-- Begin Record set --
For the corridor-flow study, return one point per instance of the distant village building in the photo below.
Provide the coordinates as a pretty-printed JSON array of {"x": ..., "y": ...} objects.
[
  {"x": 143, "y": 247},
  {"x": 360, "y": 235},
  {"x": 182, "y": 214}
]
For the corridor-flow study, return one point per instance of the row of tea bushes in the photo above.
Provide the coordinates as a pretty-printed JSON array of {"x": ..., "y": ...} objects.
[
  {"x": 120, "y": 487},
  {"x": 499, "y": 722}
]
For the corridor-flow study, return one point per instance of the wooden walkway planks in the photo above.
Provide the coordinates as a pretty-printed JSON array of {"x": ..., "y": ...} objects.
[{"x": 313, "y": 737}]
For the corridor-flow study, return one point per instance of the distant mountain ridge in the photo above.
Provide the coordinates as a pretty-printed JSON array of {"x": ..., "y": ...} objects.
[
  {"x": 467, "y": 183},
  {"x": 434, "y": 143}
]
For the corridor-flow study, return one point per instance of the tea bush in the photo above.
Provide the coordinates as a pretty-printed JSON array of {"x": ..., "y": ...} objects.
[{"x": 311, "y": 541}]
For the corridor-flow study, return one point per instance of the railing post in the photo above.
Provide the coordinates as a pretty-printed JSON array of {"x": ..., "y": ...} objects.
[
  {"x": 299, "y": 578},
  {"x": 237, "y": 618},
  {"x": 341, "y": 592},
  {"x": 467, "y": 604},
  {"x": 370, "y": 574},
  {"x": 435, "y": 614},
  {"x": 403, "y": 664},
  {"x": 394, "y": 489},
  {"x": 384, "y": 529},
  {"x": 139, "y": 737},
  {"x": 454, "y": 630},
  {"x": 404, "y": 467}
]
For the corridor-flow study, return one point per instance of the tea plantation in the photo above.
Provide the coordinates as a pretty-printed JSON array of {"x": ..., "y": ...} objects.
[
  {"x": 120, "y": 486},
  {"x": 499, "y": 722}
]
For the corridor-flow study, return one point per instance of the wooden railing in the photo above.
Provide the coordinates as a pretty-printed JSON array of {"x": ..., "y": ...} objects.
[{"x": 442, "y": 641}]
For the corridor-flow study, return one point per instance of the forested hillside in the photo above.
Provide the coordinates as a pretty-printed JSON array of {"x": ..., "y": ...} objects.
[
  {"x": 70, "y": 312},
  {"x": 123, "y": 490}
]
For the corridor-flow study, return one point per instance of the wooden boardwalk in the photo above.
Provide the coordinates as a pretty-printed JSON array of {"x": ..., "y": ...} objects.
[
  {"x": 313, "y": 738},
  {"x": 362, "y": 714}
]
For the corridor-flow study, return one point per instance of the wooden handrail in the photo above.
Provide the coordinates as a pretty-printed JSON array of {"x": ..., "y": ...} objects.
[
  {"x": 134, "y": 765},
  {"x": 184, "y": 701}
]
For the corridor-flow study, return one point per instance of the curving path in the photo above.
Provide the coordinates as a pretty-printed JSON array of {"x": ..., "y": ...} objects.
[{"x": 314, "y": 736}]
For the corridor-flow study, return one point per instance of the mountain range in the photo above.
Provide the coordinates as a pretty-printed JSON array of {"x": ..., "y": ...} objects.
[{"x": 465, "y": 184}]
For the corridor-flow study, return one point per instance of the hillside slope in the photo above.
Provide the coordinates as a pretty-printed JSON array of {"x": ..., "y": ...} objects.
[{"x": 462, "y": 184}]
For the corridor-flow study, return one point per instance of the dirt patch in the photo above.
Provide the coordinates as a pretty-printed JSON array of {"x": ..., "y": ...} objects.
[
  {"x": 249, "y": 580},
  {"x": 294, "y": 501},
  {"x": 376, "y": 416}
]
-- End Record set --
§ Challenge
Rewrite all of the material above as a Markdown table with the columns "No." and "Line". Give each nonblank line its own numbered row, in order.

§ The output
| No. | Line |
|---|---|
| 1 | For the corridor-flow study, return one point per instance of the distant village building in the photo below. |
| 2 | Provide the coordinates as a pretty-printed JSON array of {"x": ..., "y": ...} objects. |
| 3 | [ |
| 4 |   {"x": 143, "y": 247}, |
| 5 |   {"x": 360, "y": 235}, |
| 6 |   {"x": 182, "y": 214} |
| 7 | ] |
| 8 | For the corridor-flow study, return one point per instance of the row of tea bushes in the photo above. |
| 9 | Provide the coordinates as a pretty-printed JSON array of {"x": ..., "y": ...} objects. |
| 10 | [ |
| 11 |   {"x": 120, "y": 487}, |
| 12 |   {"x": 499, "y": 722} |
| 13 | ] |
| 14 | For the corridor-flow study, return one point per instance of the wooden walkway planks in the photo above. |
| 15 | Provide the coordinates as a pretty-printed JSON array of {"x": ..., "y": ...} objects. |
| 16 | [{"x": 313, "y": 737}] |
| 17 | For the corridor-flow study, return one point per instance of the distant mountain ridge in the photo above. |
| 18 | Provide the coordinates as a pretty-printed JSON array of {"x": ..., "y": ...} objects. |
| 19 | [ |
| 20 |   {"x": 467, "y": 183}, |
| 21 |   {"x": 434, "y": 143} |
| 22 | ] |
| 23 | For the corridor-flow study, return one point per instance of the tea bush in the photo above. |
| 24 | Provide the coordinates as a pretty-printed JSON array of {"x": ..., "y": ...} objects. |
| 25 | [{"x": 311, "y": 541}] |
| 26 | For the corridor-flow study, return one point per instance of the railing post in the photo above. |
| 27 | Provide the coordinates as a pretty-printed JSON array of {"x": ..., "y": ...} objects. |
| 28 | [ |
| 29 |   {"x": 299, "y": 578}, |
| 30 |   {"x": 237, "y": 618}, |
| 31 |   {"x": 341, "y": 592}, |
| 32 |   {"x": 467, "y": 604}, |
| 33 |   {"x": 370, "y": 574}, |
| 34 |   {"x": 435, "y": 614}, |
| 35 |   {"x": 403, "y": 664}, |
| 36 |   {"x": 394, "y": 489}, |
| 37 |   {"x": 384, "y": 529}, |
| 38 |   {"x": 139, "y": 737}, |
| 39 |   {"x": 454, "y": 630}, |
| 40 |   {"x": 404, "y": 467} |
| 41 | ] |
| 42 | For the corridor-flow study, return one point per instance of the tea plantation in the photo above. |
| 43 | Provide the coordinates as a pretty-printed JSON array of {"x": ..., "y": ...} objects. |
| 44 | [ |
| 45 |   {"x": 120, "y": 486}, |
| 46 |   {"x": 499, "y": 722} |
| 47 | ] |
| 48 | For the corridor-flow study, return one point per instance of the wooden railing in the photo above. |
| 49 | Provide the coordinates as a pretty-printed JSON array of {"x": ..., "y": ...} objects. |
| 50 | [{"x": 442, "y": 641}] |
| 51 | For the corridor-flow study, return one point per instance of the forested hillside in the photo above. |
| 52 | Provide the coordinates as a pretty-printed JSON array of {"x": ..., "y": ...} objects. |
| 53 | [ |
| 54 |   {"x": 70, "y": 312}, |
| 55 |   {"x": 123, "y": 490} |
| 56 | ] |
| 57 | For the corridor-flow study, return one point per instance of the wooden boardwalk in the photo above. |
| 58 | Provide the coordinates as a pretty-printed JSON array of {"x": ..., "y": ...} objects. |
| 59 | [ |
| 60 |   {"x": 313, "y": 738}, |
| 61 |   {"x": 362, "y": 714} |
| 62 | ] |
| 63 | For the corridor-flow study, return one point per instance of the wooden handrail in the photo above. |
| 64 | Provide the coordinates as a pretty-printed JSON array of {"x": ..., "y": ...} objects. |
| 65 | [ |
| 66 |   {"x": 134, "y": 765}, |
| 67 |   {"x": 184, "y": 701} |
| 68 | ] |
| 69 | For the corridor-flow study, return one point per instance of the curving path in the photo above. |
| 70 | Provide the coordinates as a pretty-printed JSON array of {"x": ..., "y": ...} objects. |
| 71 | [{"x": 314, "y": 736}] |
| 72 | For the corridor-flow study, return one point per instance of the mountain range in the photo above. |
| 73 | Provide the coordinates as a pretty-printed JSON array of {"x": ..., "y": ...} objects. |
| 74 | [{"x": 465, "y": 184}] |
| 75 | For the corridor-flow study, return one point per instance of the hillside slope in the photo above. |
| 76 | Provide the coordinates as a pretty-printed JSON array of {"x": ..., "y": ...} objects. |
| 77 | [{"x": 462, "y": 184}] |
| 78 | For the corridor-flow study, return one point per instance of the dirt patch in the photo above. |
| 79 | Provide the coordinates as a pretty-printed JSON array of {"x": ..., "y": ...} objects. |
| 80 | [ |
| 81 |   {"x": 249, "y": 580}, |
| 82 |   {"x": 294, "y": 501}, |
| 83 |   {"x": 376, "y": 416} |
| 84 | ] |